After a two and a half year legal battle, Sara Gordon has reunited with her child Dana, who was taken from her two days after giving birth.
Her story was the focus of a highly publicized federal investigation released in January, which found that the Massachusetts Department of Children and Families had violated the Americans with Disabilities Act by discriminating against Gordon in its handling of the case.
The case marks the first time the federal government has recognized the ADA as applying to child custody decisions.
“Parents have a fundamental interest in the care, custody, and management of their children and a state cannot lightly interfere with this interest,” Eve Hill, deputy assistant attorney of the Department of Justice’s Civil Rights Division, told the Daily Beast. “Parents with disabilities have no less of an interest in the care of their children and stereotypes and assumptions about their ability to parent cannot provide a basis for removing their children.”
Sara Gordon, as she is identified in court papers to protect her privacy, has a mild intellectual disability. Two days after giving birth to Dana, while Gordon was still in the hospital, the MDFC placed Dana in foster care. Although Gordon regularly visited Dana and planned to raise her with the assistance of her parents, Kim and Sam, the MDFC commenced proceedings for the foster family to adopt Dana seven months later.
“It’s been very hard,” Kim Gordon told Today. “There’ve been nights when I went to bed crying. We didn’t know if we would win or lose.”
The ARC, which advocated for the Gordons and provided Sara with parenting education, hopes that the ruling will help create a presumption in favor of supporting parents with disabilities.
“This case has good timing because we have so much more research showing that people with intellectual disabilities can be good parents. That shouldn’t play any role in determining a child’s removal from a home,” Leigh Ann Davis, program manager for justice initiatives at The Arc, told the Daily Beast. “Bias has no place in the child welfare system.”

Tasks to complete =
A) List every person mentioned by name in the article on the custody case.
B) From the article on the custody case, extract verbatim the stretch from "After a two" through "child custody decisions.".

Data extracts =
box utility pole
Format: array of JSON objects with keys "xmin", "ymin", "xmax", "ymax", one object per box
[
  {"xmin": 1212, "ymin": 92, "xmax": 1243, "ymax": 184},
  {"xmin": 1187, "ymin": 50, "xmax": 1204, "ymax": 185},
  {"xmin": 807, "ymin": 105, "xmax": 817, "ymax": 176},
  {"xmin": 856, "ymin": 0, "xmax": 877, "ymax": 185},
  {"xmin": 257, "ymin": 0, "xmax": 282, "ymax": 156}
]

Solved tasks =
A) Sara Gordon, Dana, Eve Hill, Kim Gordon, Sam, Leigh Ann Davis

B)
After a two and a half year legal battle, Sara Gordon has reunited with her child Dana, who was taken from her two days after giving birth.
Her story was the focus of a highly publicized federal investigation released in January, which found that the Massachusetts Department of Children and Families had violated the Americans with Disabilities Act by discriminating against Gordon in its handling of the case.
The case marks the first time the federal government has recognized the ADA as applying to child custody decisions.